[Instructions to follow]
Convert the data below into a JSON list of strings, one string per line with blank lines omitted, starting at the line containing "the white plate" and ending at the line containing "M565 341L564 345L543".

[Provided records]
- - -

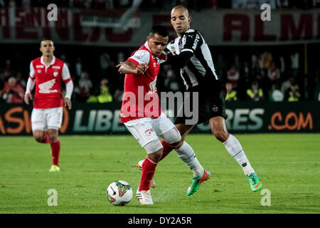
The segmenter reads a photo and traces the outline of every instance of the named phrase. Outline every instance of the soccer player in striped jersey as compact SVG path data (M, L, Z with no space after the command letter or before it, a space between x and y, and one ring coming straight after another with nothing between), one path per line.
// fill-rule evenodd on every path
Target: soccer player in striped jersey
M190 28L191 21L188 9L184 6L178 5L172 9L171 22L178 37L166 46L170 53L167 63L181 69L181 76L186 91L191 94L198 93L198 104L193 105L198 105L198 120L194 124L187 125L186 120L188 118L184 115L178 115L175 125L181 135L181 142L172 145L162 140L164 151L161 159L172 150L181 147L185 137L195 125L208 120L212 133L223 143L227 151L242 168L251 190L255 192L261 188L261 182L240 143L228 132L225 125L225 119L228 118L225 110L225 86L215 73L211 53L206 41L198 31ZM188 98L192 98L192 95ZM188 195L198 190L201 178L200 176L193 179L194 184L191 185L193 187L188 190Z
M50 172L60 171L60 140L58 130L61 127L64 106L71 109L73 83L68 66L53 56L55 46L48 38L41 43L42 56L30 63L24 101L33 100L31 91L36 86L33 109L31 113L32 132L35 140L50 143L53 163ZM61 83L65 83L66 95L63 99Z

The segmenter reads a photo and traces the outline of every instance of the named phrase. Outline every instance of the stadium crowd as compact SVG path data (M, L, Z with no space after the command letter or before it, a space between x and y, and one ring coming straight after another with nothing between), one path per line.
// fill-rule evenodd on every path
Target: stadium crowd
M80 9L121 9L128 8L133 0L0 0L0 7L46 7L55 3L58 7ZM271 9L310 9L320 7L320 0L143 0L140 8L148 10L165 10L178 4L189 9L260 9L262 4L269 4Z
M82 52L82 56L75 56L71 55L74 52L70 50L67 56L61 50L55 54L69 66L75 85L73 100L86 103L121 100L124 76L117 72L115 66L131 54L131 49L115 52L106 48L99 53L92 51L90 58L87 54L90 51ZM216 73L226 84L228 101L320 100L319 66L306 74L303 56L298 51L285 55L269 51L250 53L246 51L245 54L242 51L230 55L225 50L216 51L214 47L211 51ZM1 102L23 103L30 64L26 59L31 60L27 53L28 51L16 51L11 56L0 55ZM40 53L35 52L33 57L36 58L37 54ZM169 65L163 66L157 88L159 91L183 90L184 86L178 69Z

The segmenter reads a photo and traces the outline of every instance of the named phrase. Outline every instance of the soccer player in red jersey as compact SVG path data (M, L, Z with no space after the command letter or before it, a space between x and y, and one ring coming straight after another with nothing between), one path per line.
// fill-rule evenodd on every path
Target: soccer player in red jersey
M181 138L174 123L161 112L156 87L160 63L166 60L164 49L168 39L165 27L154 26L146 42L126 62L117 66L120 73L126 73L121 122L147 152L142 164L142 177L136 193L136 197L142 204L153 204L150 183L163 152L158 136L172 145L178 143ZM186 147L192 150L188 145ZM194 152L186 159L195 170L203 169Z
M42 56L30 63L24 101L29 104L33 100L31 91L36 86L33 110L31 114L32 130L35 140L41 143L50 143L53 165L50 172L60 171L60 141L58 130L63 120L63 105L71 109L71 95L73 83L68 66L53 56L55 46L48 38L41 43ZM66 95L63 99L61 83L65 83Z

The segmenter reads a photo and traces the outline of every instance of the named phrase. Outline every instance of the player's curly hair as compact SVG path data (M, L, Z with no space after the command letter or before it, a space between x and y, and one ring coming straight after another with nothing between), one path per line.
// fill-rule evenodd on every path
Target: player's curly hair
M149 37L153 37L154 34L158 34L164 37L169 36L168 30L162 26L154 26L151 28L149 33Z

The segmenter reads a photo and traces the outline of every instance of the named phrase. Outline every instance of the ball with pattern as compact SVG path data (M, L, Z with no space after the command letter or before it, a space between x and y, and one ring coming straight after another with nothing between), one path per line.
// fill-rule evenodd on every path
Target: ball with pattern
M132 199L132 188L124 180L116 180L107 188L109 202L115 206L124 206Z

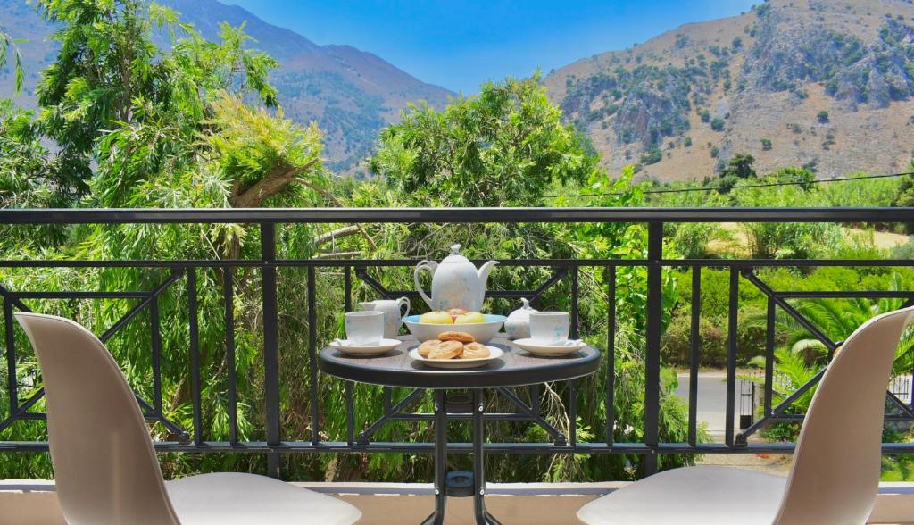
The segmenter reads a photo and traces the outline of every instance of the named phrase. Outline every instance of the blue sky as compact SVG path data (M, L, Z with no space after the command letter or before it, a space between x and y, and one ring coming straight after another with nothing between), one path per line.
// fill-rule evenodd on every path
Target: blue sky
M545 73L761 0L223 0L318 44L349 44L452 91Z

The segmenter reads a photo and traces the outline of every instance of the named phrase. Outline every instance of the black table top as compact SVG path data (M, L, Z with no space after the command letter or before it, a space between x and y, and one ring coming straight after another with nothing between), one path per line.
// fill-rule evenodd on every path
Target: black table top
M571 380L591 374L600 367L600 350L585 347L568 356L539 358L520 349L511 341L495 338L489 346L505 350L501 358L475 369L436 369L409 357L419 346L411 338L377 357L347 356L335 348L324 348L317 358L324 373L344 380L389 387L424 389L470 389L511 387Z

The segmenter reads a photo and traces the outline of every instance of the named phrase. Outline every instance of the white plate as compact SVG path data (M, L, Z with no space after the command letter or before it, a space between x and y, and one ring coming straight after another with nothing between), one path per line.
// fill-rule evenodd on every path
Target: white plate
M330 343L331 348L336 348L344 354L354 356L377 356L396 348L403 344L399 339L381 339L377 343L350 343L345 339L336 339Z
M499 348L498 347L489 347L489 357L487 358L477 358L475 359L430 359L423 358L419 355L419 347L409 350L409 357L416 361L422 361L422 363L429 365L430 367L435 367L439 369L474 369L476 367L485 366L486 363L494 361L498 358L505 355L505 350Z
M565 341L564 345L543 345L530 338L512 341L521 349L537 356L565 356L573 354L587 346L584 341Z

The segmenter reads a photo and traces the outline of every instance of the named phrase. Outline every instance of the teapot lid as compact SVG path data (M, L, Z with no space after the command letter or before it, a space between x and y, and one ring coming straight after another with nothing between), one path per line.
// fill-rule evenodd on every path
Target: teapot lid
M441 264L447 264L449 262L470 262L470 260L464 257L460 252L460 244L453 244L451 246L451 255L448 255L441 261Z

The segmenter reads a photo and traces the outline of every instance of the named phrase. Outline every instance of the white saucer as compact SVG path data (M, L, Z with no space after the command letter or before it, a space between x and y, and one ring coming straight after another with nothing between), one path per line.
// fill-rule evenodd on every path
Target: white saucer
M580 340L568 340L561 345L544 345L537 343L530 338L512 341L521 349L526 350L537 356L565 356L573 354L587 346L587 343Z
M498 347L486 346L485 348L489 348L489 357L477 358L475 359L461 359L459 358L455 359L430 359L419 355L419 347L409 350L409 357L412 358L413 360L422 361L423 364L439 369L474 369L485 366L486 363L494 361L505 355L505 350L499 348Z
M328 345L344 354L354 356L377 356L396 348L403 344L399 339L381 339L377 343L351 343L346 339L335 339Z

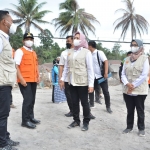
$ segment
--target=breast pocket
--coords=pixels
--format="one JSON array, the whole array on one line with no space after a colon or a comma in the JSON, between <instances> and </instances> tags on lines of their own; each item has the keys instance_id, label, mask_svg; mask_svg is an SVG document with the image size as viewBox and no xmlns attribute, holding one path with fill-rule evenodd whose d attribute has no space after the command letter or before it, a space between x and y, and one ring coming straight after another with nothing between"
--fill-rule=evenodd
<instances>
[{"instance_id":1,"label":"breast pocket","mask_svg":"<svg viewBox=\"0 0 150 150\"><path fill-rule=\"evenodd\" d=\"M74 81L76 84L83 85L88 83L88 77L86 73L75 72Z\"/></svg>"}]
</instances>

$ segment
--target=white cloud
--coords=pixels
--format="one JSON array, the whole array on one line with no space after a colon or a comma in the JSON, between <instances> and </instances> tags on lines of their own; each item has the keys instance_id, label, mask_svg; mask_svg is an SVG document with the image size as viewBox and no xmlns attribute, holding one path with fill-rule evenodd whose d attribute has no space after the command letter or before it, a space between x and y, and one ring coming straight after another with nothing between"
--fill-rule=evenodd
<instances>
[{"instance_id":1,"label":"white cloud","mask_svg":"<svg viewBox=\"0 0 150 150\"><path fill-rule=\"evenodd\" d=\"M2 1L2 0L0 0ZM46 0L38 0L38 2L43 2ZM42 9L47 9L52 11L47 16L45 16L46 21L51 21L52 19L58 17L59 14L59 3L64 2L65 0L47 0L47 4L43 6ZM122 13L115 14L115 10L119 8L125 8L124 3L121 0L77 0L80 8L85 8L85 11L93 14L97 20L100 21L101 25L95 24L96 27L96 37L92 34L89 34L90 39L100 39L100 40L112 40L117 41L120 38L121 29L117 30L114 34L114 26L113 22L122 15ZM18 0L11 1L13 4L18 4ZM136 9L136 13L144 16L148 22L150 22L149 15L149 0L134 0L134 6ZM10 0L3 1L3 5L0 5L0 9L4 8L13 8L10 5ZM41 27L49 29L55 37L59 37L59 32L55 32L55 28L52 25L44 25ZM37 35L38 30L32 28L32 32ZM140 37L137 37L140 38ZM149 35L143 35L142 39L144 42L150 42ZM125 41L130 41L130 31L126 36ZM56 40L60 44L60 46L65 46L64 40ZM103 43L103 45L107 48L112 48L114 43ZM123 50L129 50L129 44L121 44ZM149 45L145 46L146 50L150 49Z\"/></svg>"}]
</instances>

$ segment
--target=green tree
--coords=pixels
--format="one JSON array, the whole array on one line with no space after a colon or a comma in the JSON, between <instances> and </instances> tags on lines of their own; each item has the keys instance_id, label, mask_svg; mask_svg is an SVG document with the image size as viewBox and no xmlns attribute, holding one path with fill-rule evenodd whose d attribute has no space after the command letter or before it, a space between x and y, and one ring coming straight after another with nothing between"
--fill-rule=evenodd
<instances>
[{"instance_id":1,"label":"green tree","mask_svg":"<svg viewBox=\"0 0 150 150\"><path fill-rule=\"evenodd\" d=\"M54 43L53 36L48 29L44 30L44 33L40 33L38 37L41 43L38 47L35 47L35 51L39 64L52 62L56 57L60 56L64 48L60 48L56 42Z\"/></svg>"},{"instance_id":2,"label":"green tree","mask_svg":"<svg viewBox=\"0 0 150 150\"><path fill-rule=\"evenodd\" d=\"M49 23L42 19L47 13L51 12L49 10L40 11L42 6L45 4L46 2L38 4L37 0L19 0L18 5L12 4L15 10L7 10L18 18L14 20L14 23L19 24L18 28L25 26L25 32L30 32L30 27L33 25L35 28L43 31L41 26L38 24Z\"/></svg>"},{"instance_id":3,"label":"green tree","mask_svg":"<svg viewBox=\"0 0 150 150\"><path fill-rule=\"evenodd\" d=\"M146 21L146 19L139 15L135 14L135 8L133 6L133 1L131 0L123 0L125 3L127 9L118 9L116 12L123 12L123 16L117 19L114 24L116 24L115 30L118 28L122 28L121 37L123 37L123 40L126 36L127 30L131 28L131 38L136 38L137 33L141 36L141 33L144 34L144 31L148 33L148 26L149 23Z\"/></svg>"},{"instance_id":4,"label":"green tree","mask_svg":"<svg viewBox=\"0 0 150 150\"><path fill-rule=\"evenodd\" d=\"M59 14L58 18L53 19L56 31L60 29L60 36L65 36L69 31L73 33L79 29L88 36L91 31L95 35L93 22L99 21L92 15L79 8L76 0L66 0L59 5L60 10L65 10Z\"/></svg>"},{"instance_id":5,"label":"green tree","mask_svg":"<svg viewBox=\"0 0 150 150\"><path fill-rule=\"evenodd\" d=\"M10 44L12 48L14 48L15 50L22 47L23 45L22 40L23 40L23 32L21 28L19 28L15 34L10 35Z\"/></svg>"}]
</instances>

- - -

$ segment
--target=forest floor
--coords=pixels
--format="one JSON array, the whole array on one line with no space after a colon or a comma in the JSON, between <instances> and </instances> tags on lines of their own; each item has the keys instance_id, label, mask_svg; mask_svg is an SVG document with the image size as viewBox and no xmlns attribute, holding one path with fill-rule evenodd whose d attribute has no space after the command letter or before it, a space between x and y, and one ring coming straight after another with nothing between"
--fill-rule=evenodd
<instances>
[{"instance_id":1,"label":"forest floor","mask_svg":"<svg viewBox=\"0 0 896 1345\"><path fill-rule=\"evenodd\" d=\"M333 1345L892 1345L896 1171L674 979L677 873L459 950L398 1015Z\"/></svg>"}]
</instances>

- - -

[Task answer]
[
  "The segmenter reads a photo and traces the outline of every instance of the named phrase. Outline every instance of the white plate as compact SVG path data (M, L, Z with no space after the command letter or before it, a space between x and y, and one ring coming straight after another with nothing between), one path per line.",
  "// fill-rule evenodd on every path",
  "Target: white plate",
  "M330 343L331 348L336 348L344 354L354 356L377 356L396 348L403 344L399 339L381 339L377 343L350 343L345 339L336 339Z",
  "M499 348L498 347L489 347L489 357L487 358L477 358L475 359L430 359L423 358L419 355L419 347L409 350L409 357L416 361L422 361L422 363L429 365L430 367L435 367L439 369L474 369L476 367L485 366L486 363L494 361L498 358L505 355L505 350Z",
  "M565 341L564 345L543 345L530 338L512 341L521 349L537 356L565 356L573 354L587 346L584 341Z"
]